[Begin SOURCE DOCUMENT]

# <center> Keras model on all numerical features </center>

## Import data and choose the numerical features

In [None]:
import pandas as pd 
from sklearn.preprocessing import StandardScaler # Used for scaling of data
import matplotlib.pyplot as plt

In [None]:
# Read in train data
trainfull = pd.read_csv('../HousePrices/trainfull.csv', index_col=0)

In [None]:
trainfull = trainfull.select_dtypes(exclude=['object'])

In [None]:
trainfull.to_csv('trainfull_allnum.csv', index=False)

In [None]:
trainfull

## Split Data  

Let's do 80/20 %

In [None]:
from numpy import random
SEED = 42
random.seed(SEED)

In [None]:
from sklearn.model_selection import train_test_split
VAL_SIZE = 0.2
train, val = train_test_split(trainfull, test_size=VAL_SIZE)

Fill the missing values 

In [None]:
train = train.fillna(0)
val = val.fillna(0)

Create inputs and output for train and val set 

In [None]:
col_train = list(train.columns)
col_train.remove('SalePrice')
Features = col_train
X_train = train[Features]
X_val = val[Features]

In [None]:
y_train = train['SalePrice'].values
y_val = val['SalePrice'].values

Standardise the data

In [None]:
scale = StandardScaler()
X_train = scale.fit_transform(X_train)

In [None]:
scale = StandardScaler()
X_val = scale.fit_transform(X_val)

## Create, compile and fit the Model

In [None]:
import keras
import numpy as np
from keras.models import Sequential
from keras.layers import Dense
from keras.wrappers.scikit_learn import KerasRegressor
from tensorflow.keras.optimizers import Adadelta
from keras.layers.advanced_activations import LeakyReLU
from keras.regularizers import l1

seed = 7
np.random.seed(seed)

[End SOURCE DOCUMENT]

» **PROBLEM A**
Answer these from the Keras notebook above:
(i) What value does the notebook assign to VAL_SIZE?
(ii) What value replaces missing entries in the train and val sets?
(iii) Which column is removed from col_train before the features are set?

[Begin DATA FOR THE TASK]

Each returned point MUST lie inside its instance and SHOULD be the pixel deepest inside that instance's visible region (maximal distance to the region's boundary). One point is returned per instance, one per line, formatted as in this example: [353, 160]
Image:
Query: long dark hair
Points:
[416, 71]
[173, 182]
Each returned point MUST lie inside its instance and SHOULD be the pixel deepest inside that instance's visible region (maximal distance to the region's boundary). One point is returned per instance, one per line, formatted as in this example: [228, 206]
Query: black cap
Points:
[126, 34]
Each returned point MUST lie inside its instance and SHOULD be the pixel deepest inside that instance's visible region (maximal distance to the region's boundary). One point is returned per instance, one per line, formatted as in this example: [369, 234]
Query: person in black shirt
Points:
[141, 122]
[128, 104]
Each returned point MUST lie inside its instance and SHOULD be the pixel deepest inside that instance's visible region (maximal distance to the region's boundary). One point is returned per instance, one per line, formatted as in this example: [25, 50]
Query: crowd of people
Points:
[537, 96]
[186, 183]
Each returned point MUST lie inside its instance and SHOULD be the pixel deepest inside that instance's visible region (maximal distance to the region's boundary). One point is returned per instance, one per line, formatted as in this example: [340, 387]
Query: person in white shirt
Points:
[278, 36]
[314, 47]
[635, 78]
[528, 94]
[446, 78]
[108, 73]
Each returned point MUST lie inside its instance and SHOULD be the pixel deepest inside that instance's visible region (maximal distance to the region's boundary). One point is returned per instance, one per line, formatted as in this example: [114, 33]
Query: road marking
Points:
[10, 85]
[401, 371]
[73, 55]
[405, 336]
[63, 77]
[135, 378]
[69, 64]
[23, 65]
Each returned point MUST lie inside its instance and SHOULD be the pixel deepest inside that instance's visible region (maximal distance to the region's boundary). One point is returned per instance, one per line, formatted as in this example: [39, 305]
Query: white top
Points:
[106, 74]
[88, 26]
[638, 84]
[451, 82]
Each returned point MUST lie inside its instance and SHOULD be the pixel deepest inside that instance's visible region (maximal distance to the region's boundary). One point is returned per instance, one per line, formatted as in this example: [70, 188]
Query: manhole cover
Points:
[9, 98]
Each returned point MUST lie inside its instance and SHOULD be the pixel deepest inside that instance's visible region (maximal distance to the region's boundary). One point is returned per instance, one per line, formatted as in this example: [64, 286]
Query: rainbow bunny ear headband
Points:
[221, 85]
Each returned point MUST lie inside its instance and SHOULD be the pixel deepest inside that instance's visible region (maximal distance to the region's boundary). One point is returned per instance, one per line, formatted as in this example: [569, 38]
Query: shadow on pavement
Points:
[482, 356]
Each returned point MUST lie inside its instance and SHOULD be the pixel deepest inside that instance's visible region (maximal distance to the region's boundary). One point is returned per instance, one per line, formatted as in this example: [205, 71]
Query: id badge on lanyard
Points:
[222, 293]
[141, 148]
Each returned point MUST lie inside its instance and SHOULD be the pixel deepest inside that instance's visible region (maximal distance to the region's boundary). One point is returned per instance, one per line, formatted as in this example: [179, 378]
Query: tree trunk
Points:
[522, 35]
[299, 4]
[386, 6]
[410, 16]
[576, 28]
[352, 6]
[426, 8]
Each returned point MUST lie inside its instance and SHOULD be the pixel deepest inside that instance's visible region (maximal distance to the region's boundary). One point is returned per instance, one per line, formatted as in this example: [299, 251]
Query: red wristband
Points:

[End DATA FOR THE TASK]

» **PROBLEM B**
Find every line in the rows above that contains the string "shirt", treating case as significant, and copy each one.

» **COMPLETE RESPONSE A**
(i) 0.2
(ii) 0
(iii) SalePrice

» **COMPLETE RESPONSE B**
Query: person in black shirt
Query: person in white shirt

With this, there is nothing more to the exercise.